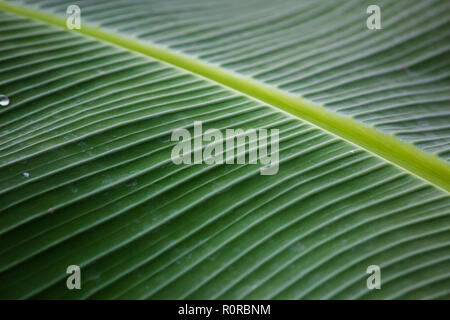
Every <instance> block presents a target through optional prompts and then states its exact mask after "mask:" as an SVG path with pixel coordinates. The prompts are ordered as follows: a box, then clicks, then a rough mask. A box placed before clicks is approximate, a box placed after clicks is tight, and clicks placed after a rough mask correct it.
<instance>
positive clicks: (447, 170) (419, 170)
mask: <svg viewBox="0 0 450 320" xmlns="http://www.w3.org/2000/svg"><path fill="white" fill-rule="evenodd" d="M0 9H2V10H5V11H8V12H11V13H15V14H18V15H21V16H24V17H28V18H32V19H36V20H39V21H42V22H45V23H48V24H51V25H54V26H58V27H61V28H66V21H65V19H63V18H61V17H57V16H54V15H51V14H48V13H43V12H39V11H36V10H33V9H28V8H25V7H22V6H18V5H13V4H9V3H5V2H1V1H0ZM75 31H78V32H80V33H82V34H85V35H87V36H90V37H93V38H95V39H98V40H101V41H105V42H108V43H111V44H114V45H117V46H120V47H122V48H126V49H128V50H132V51H134V52H138V53H141V54H143V55H146V56H148V57H151V58H154V59H157V60H160V61H162V62H166V63H169V64H171V65H173V66H175V67H178V68H181V69H184V70H187V71H190V72H192V73H194V74H196V75H199V76H202V77H204V78H206V79H208V80H212V81H215V82H217V83H219V84H221V85H223V86H225V87H227V88H231V89H233V90H235V91H237V92H239V93H241V94H245V95H246V96H248V97H250V98H252V99H256V100H260V101H262V102H264V103H266V104H268V105H270V106H273V107H275V108H277V109H279V110H282V111H285V112H287V113H289V114H291V115H293V116H295V117H298V118H300V119H302V120H305V121H308V122H310V123H312V124H314V125H316V126H318V127H319V128H321V129H324V130H326V131H328V132H330V133H332V134H334V135H336V136H338V137H340V138H342V139H345V140H347V141H349V142H351V143H353V144H356V145H358V146H359V147H361V148H363V149H365V150H367V151H369V152H371V153H373V154H375V155H377V156H379V157H381V158H383V159H385V160H387V161H389V162H391V163H393V164H394V165H396V166H398V167H400V168H402V169H404V170H406V171H408V172H410V173H411V174H413V175H415V176H417V177H419V178H421V179H423V180H425V181H427V182H429V183H430V184H433V185H435V186H437V187H439V188H441V189H444V190H446V191H447V192H448V191H450V165H449V164H448V163H447V162H445V161H443V160H441V159H440V158H438V157H437V156H436V155H432V154H428V153H426V152H423V151H421V150H419V149H418V148H416V147H415V146H413V145H412V144H409V143H406V142H403V141H401V140H399V139H397V138H396V137H395V136H394V135H390V134H386V133H383V132H380V131H378V130H376V129H374V128H373V127H368V126H366V125H364V124H362V123H360V122H357V121H356V120H354V119H352V118H349V117H344V116H341V115H338V114H336V113H334V112H331V111H329V110H327V109H325V108H324V107H323V106H321V105H318V104H314V103H312V102H309V101H306V100H304V99H302V98H301V97H299V96H294V95H292V94H290V93H287V92H285V91H282V90H279V89H277V88H275V87H271V86H268V85H266V84H263V83H261V82H259V81H256V80H254V79H252V78H248V77H245V76H242V75H238V74H236V73H233V72H231V71H228V70H224V69H222V68H220V67H218V66H216V65H212V64H210V63H207V62H205V61H200V60H198V59H196V58H194V57H191V56H187V55H185V54H182V53H178V52H175V51H173V50H169V49H167V48H163V47H161V46H158V45H155V44H153V43H148V42H146V43H143V42H140V41H138V40H136V39H130V38H126V37H124V36H122V35H118V34H113V33H111V32H108V31H104V30H100V29H98V28H94V27H91V26H88V25H82V27H81V29H79V30H75Z"/></svg>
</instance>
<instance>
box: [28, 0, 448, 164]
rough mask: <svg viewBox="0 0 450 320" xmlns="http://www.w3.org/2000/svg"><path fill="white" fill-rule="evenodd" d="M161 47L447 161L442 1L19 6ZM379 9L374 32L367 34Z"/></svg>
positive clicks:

===============

• The task: Copy exactly the lines from the one with "rough mask: <svg" down to the last line of the records above, and leave out everything else.

• Task output:
rough mask: <svg viewBox="0 0 450 320" xmlns="http://www.w3.org/2000/svg"><path fill="white" fill-rule="evenodd" d="M161 47L447 161L442 1L19 6ZM379 9L374 32L367 34Z"/></svg>
positive clicks:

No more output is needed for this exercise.